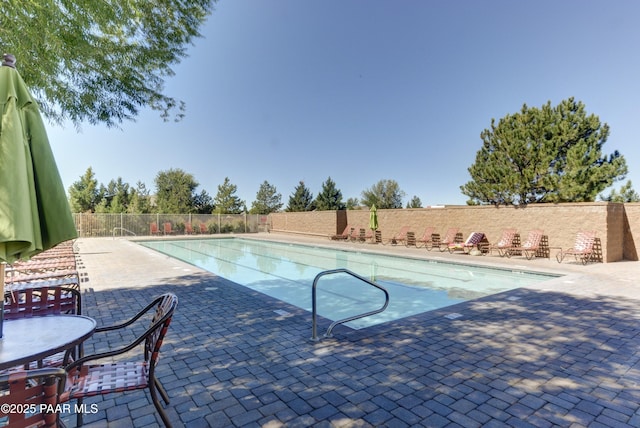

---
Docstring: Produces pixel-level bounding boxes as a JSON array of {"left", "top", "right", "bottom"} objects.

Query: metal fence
[{"left": 73, "top": 213, "right": 270, "bottom": 238}]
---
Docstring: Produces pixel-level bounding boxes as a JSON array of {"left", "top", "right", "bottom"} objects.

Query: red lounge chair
[
  {"left": 556, "top": 230, "right": 597, "bottom": 264},
  {"left": 416, "top": 227, "right": 436, "bottom": 249},
  {"left": 488, "top": 228, "right": 518, "bottom": 257},
  {"left": 163, "top": 222, "right": 174, "bottom": 235},
  {"left": 185, "top": 222, "right": 194, "bottom": 234},
  {"left": 385, "top": 226, "right": 410, "bottom": 245},
  {"left": 434, "top": 228, "right": 461, "bottom": 252},
  {"left": 150, "top": 222, "right": 161, "bottom": 235},
  {"left": 330, "top": 224, "right": 352, "bottom": 240},
  {"left": 199, "top": 223, "right": 208, "bottom": 234},
  {"left": 507, "top": 229, "right": 544, "bottom": 260}
]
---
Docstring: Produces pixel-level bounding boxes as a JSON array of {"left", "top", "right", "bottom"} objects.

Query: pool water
[{"left": 140, "top": 238, "right": 557, "bottom": 329}]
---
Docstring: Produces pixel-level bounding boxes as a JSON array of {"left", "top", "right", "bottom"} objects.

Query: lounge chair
[
  {"left": 150, "top": 222, "right": 161, "bottom": 235},
  {"left": 356, "top": 228, "right": 374, "bottom": 243},
  {"left": 556, "top": 230, "right": 597, "bottom": 264},
  {"left": 416, "top": 227, "right": 436, "bottom": 249},
  {"left": 506, "top": 229, "right": 544, "bottom": 260},
  {"left": 487, "top": 228, "right": 518, "bottom": 257},
  {"left": 163, "top": 222, "right": 174, "bottom": 235},
  {"left": 448, "top": 232, "right": 487, "bottom": 254},
  {"left": 384, "top": 226, "right": 410, "bottom": 245},
  {"left": 433, "top": 228, "right": 461, "bottom": 252},
  {"left": 330, "top": 224, "right": 352, "bottom": 240},
  {"left": 185, "top": 222, "right": 194, "bottom": 234},
  {"left": 349, "top": 226, "right": 363, "bottom": 242},
  {"left": 199, "top": 223, "right": 208, "bottom": 234}
]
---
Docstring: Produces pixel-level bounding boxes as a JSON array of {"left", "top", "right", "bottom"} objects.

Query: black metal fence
[{"left": 73, "top": 213, "right": 270, "bottom": 238}]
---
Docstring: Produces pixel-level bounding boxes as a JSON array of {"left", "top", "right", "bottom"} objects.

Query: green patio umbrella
[
  {"left": 369, "top": 204, "right": 379, "bottom": 232},
  {"left": 0, "top": 54, "right": 77, "bottom": 336}
]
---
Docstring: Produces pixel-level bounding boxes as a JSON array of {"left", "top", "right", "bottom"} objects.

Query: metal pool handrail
[{"left": 311, "top": 268, "right": 390, "bottom": 341}]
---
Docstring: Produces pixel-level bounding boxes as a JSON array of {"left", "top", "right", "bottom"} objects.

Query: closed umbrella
[
  {"left": 369, "top": 204, "right": 379, "bottom": 243},
  {"left": 0, "top": 54, "right": 77, "bottom": 337}
]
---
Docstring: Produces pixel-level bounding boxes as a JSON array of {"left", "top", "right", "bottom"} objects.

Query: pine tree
[
  {"left": 315, "top": 177, "right": 345, "bottom": 211},
  {"left": 68, "top": 167, "right": 100, "bottom": 213},
  {"left": 214, "top": 177, "right": 245, "bottom": 214},
  {"left": 406, "top": 196, "right": 422, "bottom": 208},
  {"left": 250, "top": 181, "right": 283, "bottom": 214},
  {"left": 154, "top": 168, "right": 199, "bottom": 213},
  {"left": 461, "top": 98, "right": 627, "bottom": 205},
  {"left": 287, "top": 181, "right": 315, "bottom": 212}
]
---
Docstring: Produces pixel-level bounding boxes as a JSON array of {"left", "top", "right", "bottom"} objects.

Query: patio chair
[
  {"left": 416, "top": 227, "right": 436, "bottom": 249},
  {"left": 330, "top": 224, "right": 352, "bottom": 240},
  {"left": 556, "top": 230, "right": 597, "bottom": 264},
  {"left": 163, "top": 222, "right": 175, "bottom": 235},
  {"left": 405, "top": 231, "right": 417, "bottom": 247},
  {"left": 185, "top": 222, "right": 195, "bottom": 234},
  {"left": 150, "top": 222, "right": 161, "bottom": 235},
  {"left": 384, "top": 226, "right": 410, "bottom": 245},
  {"left": 487, "top": 228, "right": 518, "bottom": 257},
  {"left": 0, "top": 368, "right": 67, "bottom": 428},
  {"left": 448, "top": 232, "right": 487, "bottom": 254},
  {"left": 348, "top": 226, "right": 363, "bottom": 242},
  {"left": 199, "top": 223, "right": 208, "bottom": 234},
  {"left": 433, "top": 228, "right": 461, "bottom": 252},
  {"left": 356, "top": 228, "right": 374, "bottom": 243},
  {"left": 506, "top": 229, "right": 544, "bottom": 260},
  {"left": 63, "top": 293, "right": 178, "bottom": 427}
]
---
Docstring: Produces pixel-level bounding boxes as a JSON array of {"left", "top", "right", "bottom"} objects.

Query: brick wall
[{"left": 270, "top": 202, "right": 638, "bottom": 262}]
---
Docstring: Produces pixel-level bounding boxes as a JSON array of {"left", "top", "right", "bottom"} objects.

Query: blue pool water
[{"left": 140, "top": 238, "right": 557, "bottom": 329}]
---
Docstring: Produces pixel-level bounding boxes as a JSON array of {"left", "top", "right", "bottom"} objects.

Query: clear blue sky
[{"left": 47, "top": 0, "right": 640, "bottom": 207}]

WHAT THIS TASK INVOLVES: Pictures aside, return all of the material exactly as written.

OUTPUT OF THE EXERCISE:
---
Docstring: Produces pixel-level bounding boxes as a JSON array of {"left", "top", "right", "bottom"} objects.

Query: metal fence
[{"left": 73, "top": 213, "right": 270, "bottom": 238}]
---
Docstring: Produces pixel-level bounding boxes as a JSON array of {"left", "top", "right", "bottom"} objects.

Query: red lounge chair
[
  {"left": 556, "top": 230, "right": 597, "bottom": 264},
  {"left": 416, "top": 227, "right": 436, "bottom": 249},
  {"left": 488, "top": 228, "right": 518, "bottom": 257},
  {"left": 163, "top": 222, "right": 174, "bottom": 235},
  {"left": 185, "top": 222, "right": 194, "bottom": 234},
  {"left": 385, "top": 226, "right": 410, "bottom": 245},
  {"left": 434, "top": 228, "right": 461, "bottom": 252},
  {"left": 150, "top": 222, "right": 161, "bottom": 235},
  {"left": 330, "top": 224, "right": 352, "bottom": 240},
  {"left": 199, "top": 223, "right": 208, "bottom": 234},
  {"left": 507, "top": 229, "right": 544, "bottom": 260}
]
---
Docstring: Produces pixel-level bounding boxes as a JSON array of {"left", "top", "right", "bottom"} objects.

Query: pool water
[{"left": 140, "top": 238, "right": 557, "bottom": 329}]
---
Docstring: Produces pixel-level bounding boxes as a JSON array of {"left", "top", "right", "bottom"} objects.

Query: lounge chair
[
  {"left": 150, "top": 222, "right": 161, "bottom": 235},
  {"left": 356, "top": 228, "right": 374, "bottom": 243},
  {"left": 556, "top": 230, "right": 597, "bottom": 264},
  {"left": 416, "top": 227, "right": 436, "bottom": 249},
  {"left": 506, "top": 229, "right": 544, "bottom": 260},
  {"left": 487, "top": 228, "right": 518, "bottom": 257},
  {"left": 163, "top": 222, "right": 174, "bottom": 235},
  {"left": 448, "top": 232, "right": 487, "bottom": 254},
  {"left": 384, "top": 226, "right": 410, "bottom": 245},
  {"left": 433, "top": 228, "right": 461, "bottom": 252},
  {"left": 330, "top": 224, "right": 352, "bottom": 240},
  {"left": 185, "top": 222, "right": 194, "bottom": 234},
  {"left": 349, "top": 226, "right": 363, "bottom": 242},
  {"left": 199, "top": 223, "right": 208, "bottom": 234}
]
---
Docstring: Produces pixel-level bounding boxes as a JSON array of {"left", "top", "right", "bottom"} objects.

Query: black metal fence
[{"left": 73, "top": 213, "right": 270, "bottom": 238}]
---
Docstring: Produces pixel-level bounding boxes as a JSON array of {"left", "top", "right", "bottom"} objects.

Query: green patio umbrella
[
  {"left": 369, "top": 204, "right": 379, "bottom": 232},
  {"left": 0, "top": 54, "right": 77, "bottom": 336}
]
---
Docstring: Produces pixel-level bounding boxes as a JSON array of {"left", "top", "right", "bottom"} objects.

Query: metal pool handrail
[{"left": 311, "top": 268, "right": 390, "bottom": 341}]
---
Docstring: Produces pixel-level bounding boxes as a JSON array of {"left", "top", "right", "bottom"} objects.

Query: closed umbrella
[
  {"left": 369, "top": 204, "right": 379, "bottom": 243},
  {"left": 0, "top": 54, "right": 77, "bottom": 337}
]
---
Docstring: Produces pixel-level bounding boxes as a JSON array of {"left", "top", "right", "bottom"} objects.

Query: pine tree
[
  {"left": 315, "top": 177, "right": 345, "bottom": 211},
  {"left": 68, "top": 167, "right": 100, "bottom": 213},
  {"left": 214, "top": 177, "right": 245, "bottom": 214},
  {"left": 406, "top": 196, "right": 422, "bottom": 208},
  {"left": 250, "top": 181, "right": 283, "bottom": 214},
  {"left": 154, "top": 168, "right": 199, "bottom": 213},
  {"left": 461, "top": 98, "right": 627, "bottom": 205},
  {"left": 287, "top": 181, "right": 315, "bottom": 212}
]
---
Docstring: Produces pixel-level bounding boxes as a JSON array of {"left", "top", "right", "bottom"} objects.

Query: patio chair
[
  {"left": 416, "top": 227, "right": 436, "bottom": 249},
  {"left": 330, "top": 224, "right": 352, "bottom": 240},
  {"left": 556, "top": 230, "right": 597, "bottom": 264},
  {"left": 163, "top": 222, "right": 175, "bottom": 235},
  {"left": 405, "top": 231, "right": 417, "bottom": 247},
  {"left": 185, "top": 222, "right": 195, "bottom": 234},
  {"left": 150, "top": 222, "right": 161, "bottom": 235},
  {"left": 384, "top": 226, "right": 410, "bottom": 245},
  {"left": 487, "top": 228, "right": 518, "bottom": 257},
  {"left": 0, "top": 368, "right": 67, "bottom": 428},
  {"left": 448, "top": 232, "right": 487, "bottom": 254},
  {"left": 348, "top": 226, "right": 363, "bottom": 242},
  {"left": 199, "top": 223, "right": 208, "bottom": 234},
  {"left": 433, "top": 228, "right": 461, "bottom": 252},
  {"left": 356, "top": 228, "right": 374, "bottom": 243},
  {"left": 506, "top": 229, "right": 544, "bottom": 260},
  {"left": 63, "top": 293, "right": 178, "bottom": 427}
]
---
Docstring: Produces pixel-level bounding boxes as a JSON array of {"left", "top", "right", "bottom"} objects.

Query: brick wall
[{"left": 270, "top": 202, "right": 638, "bottom": 262}]
---
Docstring: Produces pixel-level bounding boxes as a JSON array of {"left", "top", "right", "bottom"} objects.

Query: blue pool water
[{"left": 140, "top": 238, "right": 557, "bottom": 329}]
---
Docstring: Produces pixel-level bounding boxes as a JSON array of {"left", "top", "right", "bottom"} objects.

Query: clear blue sky
[{"left": 47, "top": 0, "right": 640, "bottom": 207}]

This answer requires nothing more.